-- Task --
Copy the records below verbatim, from their first line through the line containing "top-left (326, 224), bottom-right (337, 240)", including both ends.

-- Exercise material --
——
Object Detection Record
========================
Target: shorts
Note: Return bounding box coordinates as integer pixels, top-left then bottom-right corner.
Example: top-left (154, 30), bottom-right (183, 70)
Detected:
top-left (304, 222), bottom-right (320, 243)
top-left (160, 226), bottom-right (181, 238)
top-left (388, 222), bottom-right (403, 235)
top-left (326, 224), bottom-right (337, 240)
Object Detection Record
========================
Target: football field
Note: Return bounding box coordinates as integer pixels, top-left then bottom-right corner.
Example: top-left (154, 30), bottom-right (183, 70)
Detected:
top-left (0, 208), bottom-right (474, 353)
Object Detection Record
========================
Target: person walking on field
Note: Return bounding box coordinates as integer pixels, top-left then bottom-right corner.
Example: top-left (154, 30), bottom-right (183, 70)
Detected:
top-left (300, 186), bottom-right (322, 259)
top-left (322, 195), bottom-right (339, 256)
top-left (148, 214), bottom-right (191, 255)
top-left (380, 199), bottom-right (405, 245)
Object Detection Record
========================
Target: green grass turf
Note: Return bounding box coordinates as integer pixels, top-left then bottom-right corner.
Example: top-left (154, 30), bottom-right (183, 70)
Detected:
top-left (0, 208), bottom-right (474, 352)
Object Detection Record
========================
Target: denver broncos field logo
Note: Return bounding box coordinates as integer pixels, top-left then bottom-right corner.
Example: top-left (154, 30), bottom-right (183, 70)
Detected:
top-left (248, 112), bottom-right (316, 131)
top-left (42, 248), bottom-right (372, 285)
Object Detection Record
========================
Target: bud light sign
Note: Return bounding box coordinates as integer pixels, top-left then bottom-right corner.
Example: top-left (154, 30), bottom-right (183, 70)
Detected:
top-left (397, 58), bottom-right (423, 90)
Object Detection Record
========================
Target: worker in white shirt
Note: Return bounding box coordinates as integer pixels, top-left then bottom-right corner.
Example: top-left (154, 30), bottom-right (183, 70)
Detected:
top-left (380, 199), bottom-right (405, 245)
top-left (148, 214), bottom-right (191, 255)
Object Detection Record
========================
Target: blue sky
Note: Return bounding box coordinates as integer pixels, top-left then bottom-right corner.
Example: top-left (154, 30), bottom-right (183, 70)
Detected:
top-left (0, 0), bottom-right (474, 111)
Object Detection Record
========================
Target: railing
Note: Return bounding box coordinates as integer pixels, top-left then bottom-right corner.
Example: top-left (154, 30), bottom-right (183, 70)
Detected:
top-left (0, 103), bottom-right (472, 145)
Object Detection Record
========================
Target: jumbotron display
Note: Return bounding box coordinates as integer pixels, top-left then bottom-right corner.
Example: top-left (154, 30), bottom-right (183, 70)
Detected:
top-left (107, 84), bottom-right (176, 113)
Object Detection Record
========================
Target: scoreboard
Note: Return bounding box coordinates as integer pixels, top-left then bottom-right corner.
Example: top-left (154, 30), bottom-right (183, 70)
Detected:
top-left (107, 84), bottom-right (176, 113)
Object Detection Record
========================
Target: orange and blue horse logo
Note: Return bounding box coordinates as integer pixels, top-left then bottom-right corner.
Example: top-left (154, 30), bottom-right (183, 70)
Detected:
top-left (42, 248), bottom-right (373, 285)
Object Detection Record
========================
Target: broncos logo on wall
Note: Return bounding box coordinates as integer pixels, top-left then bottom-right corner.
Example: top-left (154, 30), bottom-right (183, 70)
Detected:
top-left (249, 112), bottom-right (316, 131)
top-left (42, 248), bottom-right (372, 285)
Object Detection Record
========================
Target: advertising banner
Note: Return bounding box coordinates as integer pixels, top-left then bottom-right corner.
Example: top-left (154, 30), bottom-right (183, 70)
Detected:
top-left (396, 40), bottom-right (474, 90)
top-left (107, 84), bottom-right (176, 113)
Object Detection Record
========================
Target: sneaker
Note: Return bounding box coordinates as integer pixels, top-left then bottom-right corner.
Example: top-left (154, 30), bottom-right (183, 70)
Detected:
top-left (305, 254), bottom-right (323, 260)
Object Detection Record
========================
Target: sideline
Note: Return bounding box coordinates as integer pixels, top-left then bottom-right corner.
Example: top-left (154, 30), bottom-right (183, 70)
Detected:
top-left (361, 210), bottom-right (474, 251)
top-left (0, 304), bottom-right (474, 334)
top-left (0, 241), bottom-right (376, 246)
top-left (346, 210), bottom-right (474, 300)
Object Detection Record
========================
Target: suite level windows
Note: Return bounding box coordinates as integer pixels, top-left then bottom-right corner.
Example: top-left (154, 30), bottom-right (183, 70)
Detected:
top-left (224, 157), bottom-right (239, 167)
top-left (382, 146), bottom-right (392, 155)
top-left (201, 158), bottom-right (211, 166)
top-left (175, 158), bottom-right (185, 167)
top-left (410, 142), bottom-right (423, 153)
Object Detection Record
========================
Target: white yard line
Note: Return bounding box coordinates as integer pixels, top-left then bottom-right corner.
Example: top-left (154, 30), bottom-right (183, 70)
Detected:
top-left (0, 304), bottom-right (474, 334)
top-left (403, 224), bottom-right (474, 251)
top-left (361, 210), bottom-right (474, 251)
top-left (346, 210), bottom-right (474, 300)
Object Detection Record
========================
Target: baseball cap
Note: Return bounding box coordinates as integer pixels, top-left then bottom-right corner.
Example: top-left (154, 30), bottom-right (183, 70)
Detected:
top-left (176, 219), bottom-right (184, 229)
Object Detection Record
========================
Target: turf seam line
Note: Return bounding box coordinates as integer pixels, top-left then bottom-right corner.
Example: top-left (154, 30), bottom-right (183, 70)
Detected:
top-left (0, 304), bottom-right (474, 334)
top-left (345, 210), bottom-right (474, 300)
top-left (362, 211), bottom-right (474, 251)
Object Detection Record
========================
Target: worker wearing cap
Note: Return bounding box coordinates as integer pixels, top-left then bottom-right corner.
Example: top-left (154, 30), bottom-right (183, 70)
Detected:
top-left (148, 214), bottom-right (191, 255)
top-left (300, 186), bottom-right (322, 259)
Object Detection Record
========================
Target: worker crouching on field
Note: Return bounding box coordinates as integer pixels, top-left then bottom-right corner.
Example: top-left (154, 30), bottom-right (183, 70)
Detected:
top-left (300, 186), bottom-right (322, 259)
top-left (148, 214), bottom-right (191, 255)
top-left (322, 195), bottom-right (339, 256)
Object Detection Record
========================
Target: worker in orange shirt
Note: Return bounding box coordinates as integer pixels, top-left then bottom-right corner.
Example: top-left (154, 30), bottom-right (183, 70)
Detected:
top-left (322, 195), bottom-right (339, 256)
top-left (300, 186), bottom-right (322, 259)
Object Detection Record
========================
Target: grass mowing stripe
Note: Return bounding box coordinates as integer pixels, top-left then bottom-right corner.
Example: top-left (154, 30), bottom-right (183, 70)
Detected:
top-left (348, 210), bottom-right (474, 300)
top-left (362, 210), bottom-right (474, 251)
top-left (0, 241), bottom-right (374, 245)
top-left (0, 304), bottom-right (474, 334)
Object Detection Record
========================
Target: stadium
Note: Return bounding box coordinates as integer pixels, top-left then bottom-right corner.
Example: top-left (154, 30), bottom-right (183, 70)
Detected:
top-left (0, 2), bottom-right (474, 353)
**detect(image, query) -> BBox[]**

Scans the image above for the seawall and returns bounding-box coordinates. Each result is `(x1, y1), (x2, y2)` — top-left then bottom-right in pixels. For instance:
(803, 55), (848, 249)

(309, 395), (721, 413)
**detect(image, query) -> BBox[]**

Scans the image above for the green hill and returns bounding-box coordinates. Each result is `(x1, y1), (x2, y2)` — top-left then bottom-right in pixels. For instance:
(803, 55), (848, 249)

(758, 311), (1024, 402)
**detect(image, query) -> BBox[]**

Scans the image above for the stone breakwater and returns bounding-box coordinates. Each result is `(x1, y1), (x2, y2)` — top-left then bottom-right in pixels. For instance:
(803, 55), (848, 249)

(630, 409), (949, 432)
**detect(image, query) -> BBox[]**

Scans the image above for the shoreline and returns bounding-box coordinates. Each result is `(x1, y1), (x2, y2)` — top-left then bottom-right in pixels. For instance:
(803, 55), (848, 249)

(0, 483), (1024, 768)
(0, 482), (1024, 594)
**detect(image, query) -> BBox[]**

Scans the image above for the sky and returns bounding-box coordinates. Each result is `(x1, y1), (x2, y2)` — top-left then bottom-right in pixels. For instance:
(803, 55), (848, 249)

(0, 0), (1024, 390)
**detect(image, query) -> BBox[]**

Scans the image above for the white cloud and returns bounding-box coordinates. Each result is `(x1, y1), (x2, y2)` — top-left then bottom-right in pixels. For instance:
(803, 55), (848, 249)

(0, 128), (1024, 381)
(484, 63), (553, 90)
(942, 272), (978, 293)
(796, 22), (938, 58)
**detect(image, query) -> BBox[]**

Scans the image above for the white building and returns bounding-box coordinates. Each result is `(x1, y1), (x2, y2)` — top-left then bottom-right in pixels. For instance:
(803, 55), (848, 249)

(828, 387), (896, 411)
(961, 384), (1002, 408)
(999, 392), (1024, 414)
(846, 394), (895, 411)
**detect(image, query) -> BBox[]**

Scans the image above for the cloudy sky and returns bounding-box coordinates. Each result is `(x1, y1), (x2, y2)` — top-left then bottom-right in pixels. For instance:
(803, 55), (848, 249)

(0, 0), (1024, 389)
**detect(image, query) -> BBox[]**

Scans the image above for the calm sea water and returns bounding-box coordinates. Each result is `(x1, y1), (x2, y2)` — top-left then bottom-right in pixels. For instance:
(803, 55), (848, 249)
——
-- Solution for this problem --
Object Detection Record
========================
Target: shorts
Note: Return bounding box coordinates as integer pixels, top-left then bottom-right corner.
Example: top-left (154, 30), bottom-right (183, 70)
Detected:
top-left (304, 222), bottom-right (320, 243)
top-left (160, 226), bottom-right (181, 238)
top-left (388, 222), bottom-right (403, 235)
top-left (326, 224), bottom-right (337, 240)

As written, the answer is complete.